→ **Data extracts**
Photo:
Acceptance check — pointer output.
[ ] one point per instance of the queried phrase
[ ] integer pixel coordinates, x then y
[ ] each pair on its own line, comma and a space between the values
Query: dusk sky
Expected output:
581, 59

→ **About this task**
Output an exact copy of the lines beginning at the one that holds "Acceptance check — pointer output." and running through the final line of the records.

→ **Task solution**
Acceptance check — pointer output.
[ ] one point per instance of the queried phrase
[ ] integer pixel coordinates, x then y
[ ] each pair on its own line, comma and a space between the values
Query: dusk sky
Expected output:
581, 59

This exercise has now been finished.